* _Written problem 1_
From the passage on bitcoin, extract the words from "Bitcoin was created" to "of a ‘blockchain‘.".
* _Written problem 2_
Answer these questions using the passage on bitcoin:
(a) Which four things besides cryptocurrencies are named as subjects of speculative bubbles?
(b) In what year was bitcoin created?
(c) What is the process that determines the supply of bitcoins called?
* _Written problem 3_
Carry on writing the passage on bitcoin, picking up after its final sentence.

What do tulips, nickel mining in Australia, South Seas trading, Beanie Babies and cryptocurrencies have in common? The answer is that they have all been the subject of speculative bubbles. In the first four cases the bubble burst. A question currently being asked is whether it will happen to bitcoin.

Bitcoin

Bitcoin was created in 2009 by an unknown person, or people, using the alias Satoshi Nakamoto. It is a digital currency in the form of a line of computer code. Bitcoins are like ‘electronic cash’ which can be held or used for transactions, with holdings and transactions heavily encrypted for security – hence it is a form of ‘crytocurrency’. People can buy and sell bitcoins for normal currencies as well as using them for transactions. People’s holdings are held in electronic ‘wallets’ and can be accessed on their computers or phones via the Internet. Transfers of bitcoins from one person or organisation to another are recorded in a public electronic ledger in the form of a ‘blockchain‘.

The supply of bitcoins is not controlled by central banks; rather, it is determined by a process known as ‘mining’. This involves individuals or groups solving complex and time-consuming mathematical problems and being rewarded with a new block of bitcoins.

(Excerpt from a dataset)
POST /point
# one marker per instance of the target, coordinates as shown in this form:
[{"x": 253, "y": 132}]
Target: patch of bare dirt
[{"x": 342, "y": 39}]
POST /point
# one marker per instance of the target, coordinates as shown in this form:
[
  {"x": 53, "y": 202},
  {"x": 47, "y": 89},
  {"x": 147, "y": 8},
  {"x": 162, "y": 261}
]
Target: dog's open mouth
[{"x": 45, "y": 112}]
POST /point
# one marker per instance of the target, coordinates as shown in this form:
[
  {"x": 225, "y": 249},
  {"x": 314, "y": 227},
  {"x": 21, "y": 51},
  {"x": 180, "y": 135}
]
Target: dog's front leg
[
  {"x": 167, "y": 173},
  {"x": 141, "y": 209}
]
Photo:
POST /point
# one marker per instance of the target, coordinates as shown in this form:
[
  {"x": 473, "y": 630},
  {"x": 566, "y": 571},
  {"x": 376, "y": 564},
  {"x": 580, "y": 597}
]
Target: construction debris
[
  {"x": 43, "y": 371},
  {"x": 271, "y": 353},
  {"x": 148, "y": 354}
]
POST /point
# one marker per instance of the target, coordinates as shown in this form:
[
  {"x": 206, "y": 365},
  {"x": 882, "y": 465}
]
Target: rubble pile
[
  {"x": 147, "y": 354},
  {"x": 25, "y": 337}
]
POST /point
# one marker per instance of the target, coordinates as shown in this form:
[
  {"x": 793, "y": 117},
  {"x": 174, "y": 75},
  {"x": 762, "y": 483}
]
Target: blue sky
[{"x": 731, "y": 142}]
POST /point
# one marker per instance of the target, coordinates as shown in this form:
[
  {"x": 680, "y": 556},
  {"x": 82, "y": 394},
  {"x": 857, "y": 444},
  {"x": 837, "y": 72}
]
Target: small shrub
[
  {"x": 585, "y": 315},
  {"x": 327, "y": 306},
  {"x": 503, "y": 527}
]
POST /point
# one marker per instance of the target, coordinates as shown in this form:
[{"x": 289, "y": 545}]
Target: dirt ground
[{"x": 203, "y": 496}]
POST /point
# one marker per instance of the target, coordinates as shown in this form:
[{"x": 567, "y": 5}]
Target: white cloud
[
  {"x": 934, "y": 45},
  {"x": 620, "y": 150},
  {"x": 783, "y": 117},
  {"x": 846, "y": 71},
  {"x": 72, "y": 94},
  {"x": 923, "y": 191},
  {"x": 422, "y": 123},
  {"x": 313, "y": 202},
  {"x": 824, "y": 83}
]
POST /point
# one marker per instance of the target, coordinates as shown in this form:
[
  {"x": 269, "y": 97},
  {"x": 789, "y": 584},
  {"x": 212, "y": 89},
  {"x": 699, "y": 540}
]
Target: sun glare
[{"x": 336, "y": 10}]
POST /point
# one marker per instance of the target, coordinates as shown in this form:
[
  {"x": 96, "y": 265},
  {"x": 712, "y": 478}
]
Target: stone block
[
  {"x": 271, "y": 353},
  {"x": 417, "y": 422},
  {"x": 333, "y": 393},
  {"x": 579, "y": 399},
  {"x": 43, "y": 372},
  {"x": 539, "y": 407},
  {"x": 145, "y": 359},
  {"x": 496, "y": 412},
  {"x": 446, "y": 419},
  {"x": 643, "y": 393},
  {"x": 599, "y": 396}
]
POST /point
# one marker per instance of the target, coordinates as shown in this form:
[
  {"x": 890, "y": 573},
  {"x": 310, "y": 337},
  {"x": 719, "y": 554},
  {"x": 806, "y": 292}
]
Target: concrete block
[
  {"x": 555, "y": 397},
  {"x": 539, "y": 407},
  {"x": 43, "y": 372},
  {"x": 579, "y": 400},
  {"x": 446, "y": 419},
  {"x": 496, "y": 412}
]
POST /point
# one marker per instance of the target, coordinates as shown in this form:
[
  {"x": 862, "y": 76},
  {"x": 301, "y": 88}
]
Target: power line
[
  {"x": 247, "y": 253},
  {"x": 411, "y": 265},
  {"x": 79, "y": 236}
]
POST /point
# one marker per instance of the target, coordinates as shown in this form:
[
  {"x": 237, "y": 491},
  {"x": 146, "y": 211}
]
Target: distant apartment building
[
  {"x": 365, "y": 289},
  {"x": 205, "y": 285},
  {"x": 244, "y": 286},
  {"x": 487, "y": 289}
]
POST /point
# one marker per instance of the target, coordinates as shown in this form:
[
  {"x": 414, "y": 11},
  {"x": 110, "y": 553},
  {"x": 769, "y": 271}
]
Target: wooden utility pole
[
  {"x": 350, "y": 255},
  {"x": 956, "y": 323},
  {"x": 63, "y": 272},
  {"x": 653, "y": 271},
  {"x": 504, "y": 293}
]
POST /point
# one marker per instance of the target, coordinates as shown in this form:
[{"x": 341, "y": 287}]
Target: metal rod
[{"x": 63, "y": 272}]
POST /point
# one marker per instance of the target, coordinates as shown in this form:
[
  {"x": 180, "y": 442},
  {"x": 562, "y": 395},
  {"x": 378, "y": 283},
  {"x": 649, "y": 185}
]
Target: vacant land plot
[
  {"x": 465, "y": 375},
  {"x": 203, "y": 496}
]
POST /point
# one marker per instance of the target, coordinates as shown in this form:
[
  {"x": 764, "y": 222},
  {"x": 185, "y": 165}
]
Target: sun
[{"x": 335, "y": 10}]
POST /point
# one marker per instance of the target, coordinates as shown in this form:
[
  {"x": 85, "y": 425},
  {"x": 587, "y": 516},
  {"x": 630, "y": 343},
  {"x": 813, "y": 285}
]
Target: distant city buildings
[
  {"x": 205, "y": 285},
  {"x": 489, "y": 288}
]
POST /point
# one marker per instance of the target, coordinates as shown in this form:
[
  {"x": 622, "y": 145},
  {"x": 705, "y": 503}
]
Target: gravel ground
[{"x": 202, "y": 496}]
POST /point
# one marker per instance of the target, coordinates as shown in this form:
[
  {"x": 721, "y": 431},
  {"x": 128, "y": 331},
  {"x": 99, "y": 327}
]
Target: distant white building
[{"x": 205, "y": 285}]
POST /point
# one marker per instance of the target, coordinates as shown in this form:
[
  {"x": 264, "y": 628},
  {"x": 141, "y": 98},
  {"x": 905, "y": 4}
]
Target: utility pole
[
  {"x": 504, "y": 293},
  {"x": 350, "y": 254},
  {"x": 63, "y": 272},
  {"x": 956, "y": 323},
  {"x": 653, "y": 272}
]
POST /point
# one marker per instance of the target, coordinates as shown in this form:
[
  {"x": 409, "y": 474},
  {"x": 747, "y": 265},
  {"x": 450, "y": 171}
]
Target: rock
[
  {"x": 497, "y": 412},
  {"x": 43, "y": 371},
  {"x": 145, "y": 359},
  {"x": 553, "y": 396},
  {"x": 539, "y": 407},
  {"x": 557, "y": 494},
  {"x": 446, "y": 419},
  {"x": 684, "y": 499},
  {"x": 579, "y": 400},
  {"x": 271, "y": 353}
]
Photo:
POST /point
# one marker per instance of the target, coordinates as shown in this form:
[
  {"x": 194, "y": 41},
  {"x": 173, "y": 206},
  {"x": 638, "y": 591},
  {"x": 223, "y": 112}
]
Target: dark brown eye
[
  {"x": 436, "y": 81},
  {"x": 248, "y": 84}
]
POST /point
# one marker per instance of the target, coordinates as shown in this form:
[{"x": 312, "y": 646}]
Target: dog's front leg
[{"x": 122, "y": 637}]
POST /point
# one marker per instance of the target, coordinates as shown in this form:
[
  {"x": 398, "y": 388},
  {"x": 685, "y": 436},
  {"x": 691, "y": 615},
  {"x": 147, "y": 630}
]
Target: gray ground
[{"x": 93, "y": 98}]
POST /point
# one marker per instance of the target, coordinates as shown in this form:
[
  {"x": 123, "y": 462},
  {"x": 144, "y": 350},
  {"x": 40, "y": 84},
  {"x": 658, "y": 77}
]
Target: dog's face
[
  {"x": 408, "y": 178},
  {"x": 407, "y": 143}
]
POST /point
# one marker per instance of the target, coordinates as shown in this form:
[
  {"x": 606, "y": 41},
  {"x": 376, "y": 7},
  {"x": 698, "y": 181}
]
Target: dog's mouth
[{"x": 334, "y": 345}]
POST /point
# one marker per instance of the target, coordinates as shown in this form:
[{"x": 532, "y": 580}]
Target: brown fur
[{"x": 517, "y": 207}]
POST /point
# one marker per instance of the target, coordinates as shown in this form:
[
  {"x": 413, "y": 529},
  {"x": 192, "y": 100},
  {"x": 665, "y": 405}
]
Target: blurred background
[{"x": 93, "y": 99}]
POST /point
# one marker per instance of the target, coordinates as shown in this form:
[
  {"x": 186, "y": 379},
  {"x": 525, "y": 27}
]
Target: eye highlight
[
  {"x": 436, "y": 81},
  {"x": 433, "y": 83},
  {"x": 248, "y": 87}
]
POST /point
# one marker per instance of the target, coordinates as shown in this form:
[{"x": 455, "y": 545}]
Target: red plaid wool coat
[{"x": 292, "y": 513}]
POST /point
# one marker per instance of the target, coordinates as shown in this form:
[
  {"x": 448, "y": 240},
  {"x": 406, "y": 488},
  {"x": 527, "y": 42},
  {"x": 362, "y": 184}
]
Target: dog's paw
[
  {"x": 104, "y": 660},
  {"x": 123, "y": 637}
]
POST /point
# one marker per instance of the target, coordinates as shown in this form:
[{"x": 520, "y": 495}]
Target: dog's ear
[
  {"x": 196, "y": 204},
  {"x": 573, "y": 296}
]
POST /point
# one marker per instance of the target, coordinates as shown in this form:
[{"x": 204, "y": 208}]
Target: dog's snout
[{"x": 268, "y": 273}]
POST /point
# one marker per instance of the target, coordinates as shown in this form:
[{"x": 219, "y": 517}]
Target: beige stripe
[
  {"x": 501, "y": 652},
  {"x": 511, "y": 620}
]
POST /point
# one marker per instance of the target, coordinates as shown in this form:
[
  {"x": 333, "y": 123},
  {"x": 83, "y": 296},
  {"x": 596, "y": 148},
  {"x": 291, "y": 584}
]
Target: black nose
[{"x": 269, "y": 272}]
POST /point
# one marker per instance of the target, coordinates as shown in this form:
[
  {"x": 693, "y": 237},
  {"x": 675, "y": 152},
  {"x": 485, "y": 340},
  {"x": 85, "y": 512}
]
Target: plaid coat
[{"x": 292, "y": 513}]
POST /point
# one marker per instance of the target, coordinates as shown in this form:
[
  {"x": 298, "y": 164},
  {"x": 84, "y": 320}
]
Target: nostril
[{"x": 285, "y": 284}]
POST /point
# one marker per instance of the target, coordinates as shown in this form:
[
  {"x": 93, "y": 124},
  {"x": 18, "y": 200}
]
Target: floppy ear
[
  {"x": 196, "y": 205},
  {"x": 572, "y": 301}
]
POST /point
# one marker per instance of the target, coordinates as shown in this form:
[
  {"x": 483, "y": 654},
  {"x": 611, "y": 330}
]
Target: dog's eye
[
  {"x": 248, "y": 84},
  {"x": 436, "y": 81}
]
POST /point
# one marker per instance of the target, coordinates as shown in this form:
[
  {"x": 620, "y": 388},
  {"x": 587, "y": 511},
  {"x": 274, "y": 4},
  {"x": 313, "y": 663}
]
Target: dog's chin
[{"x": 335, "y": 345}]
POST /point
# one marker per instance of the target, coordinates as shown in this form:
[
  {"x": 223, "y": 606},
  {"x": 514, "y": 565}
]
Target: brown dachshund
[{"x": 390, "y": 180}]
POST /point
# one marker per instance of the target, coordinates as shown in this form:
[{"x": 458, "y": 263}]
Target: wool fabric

* _Reply 1_
Bitcoin was created in 2009 by an unknown person, or people, using the alias Satoshi Nakamoto. It is a digital currency in the form of a line of computer code. Bitcoins are like ‘electronic cash’ which can be held or used for transactions, with holdings and transactions heavily encrypted for security – hence it is a form of ‘crytocurrency’. People can buy and sell bitcoins for normal currencies as well as using them for transactions. People’s holdings are held in electronic ‘wallets’ and can be accessed on their computers or phones via the Internet. Transfers of bitcoins from one person or organisation to another are recorded in a public electronic ledger in the form of a ‘blockchain‘.

* _Reply 2_
(a) Tulips, nickel mining in Australia, South Seas trading and Beanie Babies.
(b) 2009.
(c) Mining.

* _Reply 3_
The supply of bitcoins is currently growing at around 150 per hour and the current supply is around ₿16.7 million. However, the number of new bitcoins in a block is halved for every 210,000 blocks. This means that the rate of increase in the supply of bitcoins is slowing – the number generated being halved roughly every four years. The supply will eventually reach a maximum of ₿21 million, probably sometime in the next century, but around 99% will have been mined by around 2032.

The bitcoin bubble

The price of bitcoins has soared in recent months and especially in the past two. On 4 October, the price of a bitcoin was $4226; by 7 December it was nearly four times higher, at $16,858 – a rise of 399% in just nine weeks. Many people have claimed that this is a bubble, which will soon burst. Already there have been severe fluctuations. By December 10, for example, the price had fallen at one point to $13,152 – a fall of nearly 22% in just two days – only to recover to over $15,500 within a few hours.

So what determines the price of bitcoin? The simple answer is very straightforward – it’s determined by demand and supply. But what has been happening to demand and supply and why? And what will happen in the near and more distant future?

As we have seen, the supply is limited by the process of mining, which allows a relatively stable, but declining, increase. The explanation of the recent price rise and what will happen in the future lies on the demand side. Increasing numbers of people have been buying bitcoin, not because they want to use it for transactions, whether legitimate or illegal over the dark web, but because they want to invest in bitcoin. In other words, they want to hold bitcoin as an asset which is increasing in value. These people are known as ‘hodlers’ – a deliberate misspelling of ‘holders’.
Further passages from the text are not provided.